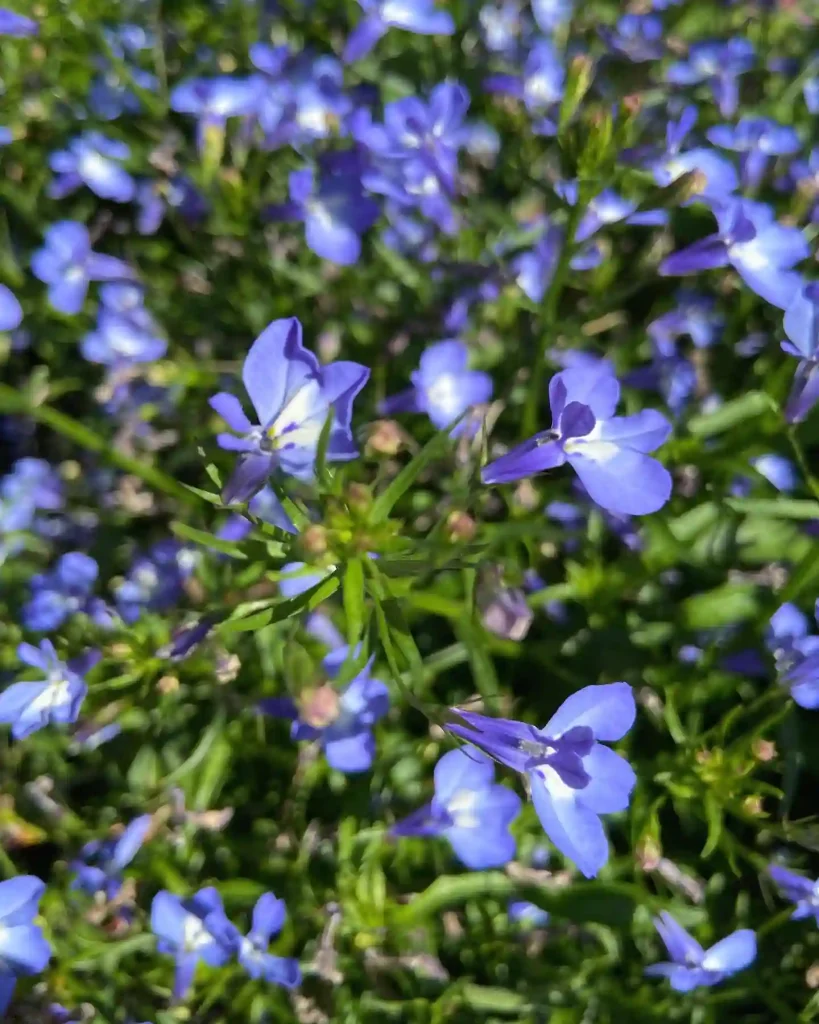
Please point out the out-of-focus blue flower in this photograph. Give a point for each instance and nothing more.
(293, 396)
(335, 211)
(65, 592)
(10, 309)
(573, 776)
(268, 920)
(419, 16)
(795, 653)
(24, 950)
(67, 263)
(800, 890)
(691, 966)
(469, 809)
(101, 862)
(638, 37)
(92, 160)
(192, 930)
(720, 64)
(155, 581)
(126, 332)
(608, 453)
(443, 387)
(802, 327)
(56, 697)
(16, 25)
(757, 139)
(761, 250)
(341, 722)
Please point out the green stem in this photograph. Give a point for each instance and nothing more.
(549, 321)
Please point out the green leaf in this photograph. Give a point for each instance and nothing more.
(230, 548)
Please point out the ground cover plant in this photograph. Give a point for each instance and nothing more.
(408, 511)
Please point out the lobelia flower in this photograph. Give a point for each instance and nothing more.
(419, 16)
(795, 653)
(340, 722)
(92, 160)
(573, 777)
(443, 387)
(293, 396)
(126, 333)
(101, 862)
(268, 920)
(691, 966)
(65, 592)
(333, 207)
(10, 309)
(802, 327)
(192, 930)
(469, 809)
(56, 698)
(719, 64)
(15, 25)
(24, 950)
(67, 263)
(760, 249)
(800, 890)
(608, 453)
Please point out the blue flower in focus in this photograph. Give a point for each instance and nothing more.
(802, 327)
(761, 250)
(469, 809)
(268, 920)
(155, 581)
(340, 722)
(65, 592)
(757, 139)
(293, 396)
(800, 890)
(10, 309)
(192, 930)
(419, 16)
(56, 697)
(795, 653)
(573, 776)
(443, 387)
(332, 205)
(691, 966)
(126, 333)
(608, 453)
(720, 64)
(101, 862)
(92, 160)
(67, 263)
(24, 950)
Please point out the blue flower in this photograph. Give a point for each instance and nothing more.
(30, 706)
(67, 263)
(293, 396)
(63, 592)
(443, 387)
(469, 810)
(100, 864)
(800, 890)
(419, 16)
(268, 920)
(607, 452)
(691, 966)
(340, 722)
(92, 160)
(192, 930)
(10, 309)
(573, 776)
(24, 950)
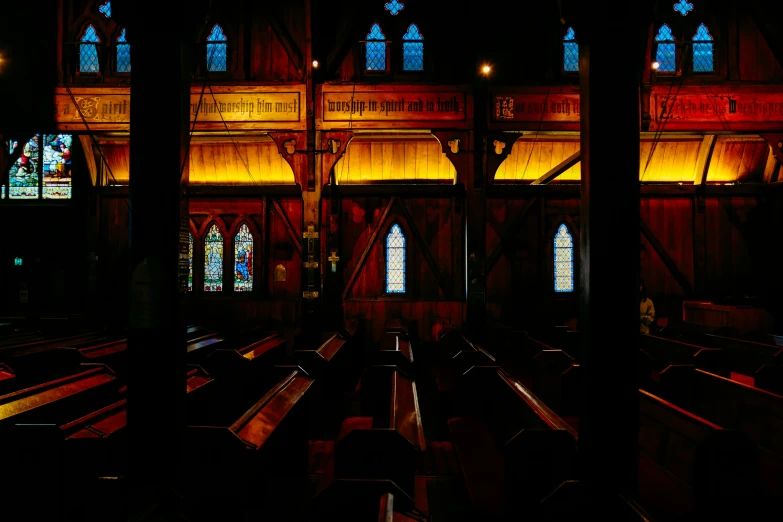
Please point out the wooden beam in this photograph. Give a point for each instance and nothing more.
(670, 264)
(288, 226)
(558, 169)
(367, 248)
(286, 40)
(444, 286)
(703, 158)
(508, 237)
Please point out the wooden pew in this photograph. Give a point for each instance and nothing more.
(688, 464)
(237, 464)
(512, 448)
(666, 352)
(730, 404)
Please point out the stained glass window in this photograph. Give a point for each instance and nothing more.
(190, 262)
(394, 7)
(213, 260)
(375, 49)
(395, 260)
(412, 49)
(88, 51)
(570, 52)
(564, 260)
(703, 60)
(683, 7)
(23, 174)
(123, 53)
(217, 50)
(57, 174)
(665, 55)
(243, 257)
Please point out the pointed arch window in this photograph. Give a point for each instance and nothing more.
(213, 260)
(375, 49)
(703, 59)
(243, 258)
(570, 52)
(123, 53)
(395, 260)
(665, 55)
(412, 49)
(88, 51)
(190, 262)
(564, 260)
(217, 50)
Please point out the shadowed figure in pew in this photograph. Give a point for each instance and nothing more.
(646, 310)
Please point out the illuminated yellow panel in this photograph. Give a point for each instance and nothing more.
(394, 158)
(249, 163)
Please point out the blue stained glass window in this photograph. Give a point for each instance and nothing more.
(564, 260)
(412, 49)
(57, 175)
(703, 60)
(213, 260)
(190, 262)
(88, 51)
(395, 260)
(665, 55)
(375, 49)
(23, 174)
(570, 52)
(394, 7)
(217, 50)
(243, 256)
(123, 53)
(683, 7)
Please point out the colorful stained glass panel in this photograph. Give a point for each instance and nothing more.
(375, 50)
(395, 261)
(570, 52)
(57, 174)
(213, 260)
(23, 174)
(564, 260)
(243, 257)
(217, 50)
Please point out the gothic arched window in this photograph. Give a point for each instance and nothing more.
(123, 53)
(190, 262)
(412, 49)
(564, 260)
(703, 60)
(665, 55)
(243, 258)
(570, 52)
(395, 260)
(217, 50)
(213, 260)
(375, 49)
(88, 51)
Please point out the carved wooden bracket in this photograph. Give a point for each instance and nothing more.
(286, 146)
(333, 145)
(456, 146)
(499, 146)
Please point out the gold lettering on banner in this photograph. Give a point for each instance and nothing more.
(393, 106)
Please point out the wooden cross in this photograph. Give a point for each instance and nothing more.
(334, 259)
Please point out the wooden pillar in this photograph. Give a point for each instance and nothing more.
(159, 115)
(609, 250)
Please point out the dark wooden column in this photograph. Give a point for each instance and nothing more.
(609, 251)
(160, 97)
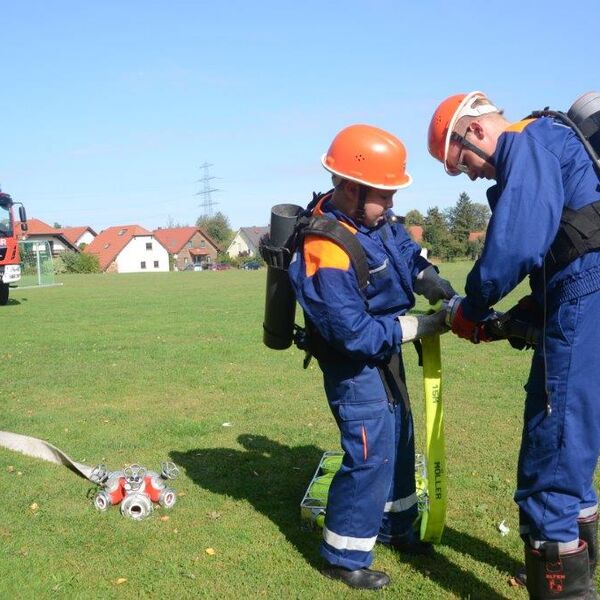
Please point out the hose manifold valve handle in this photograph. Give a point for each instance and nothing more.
(135, 489)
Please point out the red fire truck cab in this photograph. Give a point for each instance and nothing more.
(10, 268)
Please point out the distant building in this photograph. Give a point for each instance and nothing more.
(79, 235)
(38, 231)
(187, 245)
(416, 233)
(476, 235)
(129, 249)
(245, 242)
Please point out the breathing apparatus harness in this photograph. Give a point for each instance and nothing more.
(290, 224)
(579, 230)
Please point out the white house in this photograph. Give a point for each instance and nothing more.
(245, 242)
(129, 249)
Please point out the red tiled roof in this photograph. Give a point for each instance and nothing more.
(74, 233)
(415, 232)
(476, 235)
(36, 227)
(175, 238)
(108, 243)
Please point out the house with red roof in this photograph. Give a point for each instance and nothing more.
(246, 240)
(187, 245)
(129, 249)
(416, 233)
(79, 235)
(38, 231)
(476, 235)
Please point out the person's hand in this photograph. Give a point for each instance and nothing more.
(429, 284)
(465, 328)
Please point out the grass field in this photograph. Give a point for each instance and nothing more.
(143, 368)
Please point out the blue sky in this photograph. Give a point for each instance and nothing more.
(108, 109)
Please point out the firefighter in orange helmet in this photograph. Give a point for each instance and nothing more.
(545, 224)
(356, 334)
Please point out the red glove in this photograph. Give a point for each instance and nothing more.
(468, 330)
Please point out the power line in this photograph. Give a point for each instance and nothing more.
(206, 191)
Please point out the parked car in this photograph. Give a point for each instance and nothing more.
(251, 265)
(193, 267)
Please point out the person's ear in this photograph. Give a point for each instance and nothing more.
(351, 189)
(477, 129)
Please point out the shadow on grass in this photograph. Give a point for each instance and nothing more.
(271, 476)
(454, 578)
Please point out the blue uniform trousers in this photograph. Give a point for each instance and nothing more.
(372, 497)
(561, 435)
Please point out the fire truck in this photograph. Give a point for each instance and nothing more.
(10, 268)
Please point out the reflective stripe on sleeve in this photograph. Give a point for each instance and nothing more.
(588, 512)
(401, 504)
(344, 542)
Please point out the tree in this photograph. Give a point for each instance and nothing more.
(414, 217)
(465, 217)
(217, 227)
(435, 231)
(482, 216)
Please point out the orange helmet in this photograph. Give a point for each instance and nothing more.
(370, 156)
(445, 118)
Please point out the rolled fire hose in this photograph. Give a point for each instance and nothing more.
(433, 517)
(134, 488)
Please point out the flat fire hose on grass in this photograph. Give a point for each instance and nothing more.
(433, 517)
(134, 488)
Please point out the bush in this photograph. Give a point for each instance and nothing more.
(80, 262)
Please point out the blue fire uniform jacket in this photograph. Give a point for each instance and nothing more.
(542, 168)
(372, 497)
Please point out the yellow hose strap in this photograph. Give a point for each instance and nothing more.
(434, 518)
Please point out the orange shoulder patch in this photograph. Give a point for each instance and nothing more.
(519, 125)
(322, 253)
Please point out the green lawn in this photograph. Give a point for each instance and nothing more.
(143, 368)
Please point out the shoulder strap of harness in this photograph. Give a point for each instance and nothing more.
(579, 233)
(332, 229)
(579, 230)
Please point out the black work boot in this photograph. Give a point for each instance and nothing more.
(551, 575)
(364, 579)
(588, 532)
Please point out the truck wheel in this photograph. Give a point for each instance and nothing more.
(3, 294)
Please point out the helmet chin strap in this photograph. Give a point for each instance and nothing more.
(360, 209)
(461, 139)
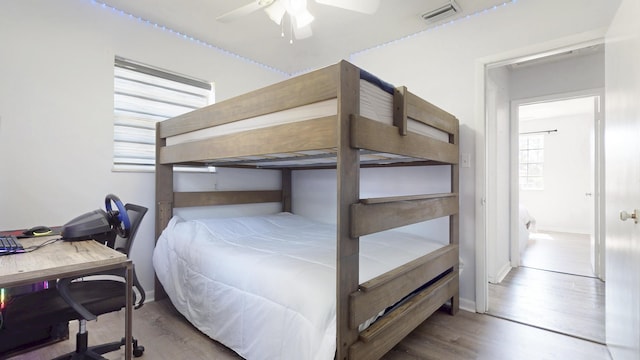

* YOUR GOAL *
Return exactly the lines running from the line with "Please point out the shoulder" through the final line of the listing. Leave the pictures out.

* TASK SOLUTION *
Please point out the shoulder strap of harness in this photograph. Give a point for each instance and nothing more.
(579, 233)
(332, 229)
(579, 230)
Please point out the black work boot in this photograph. Give a point for each instance and nothing more.
(551, 575)
(364, 579)
(588, 532)
Please point out the truck wheel in this photograph. Give a point for each instance and nothing more.
(3, 294)
Please point out the helmet chin strap in this photograph. Give a point for each instance and nothing more.
(360, 209)
(461, 139)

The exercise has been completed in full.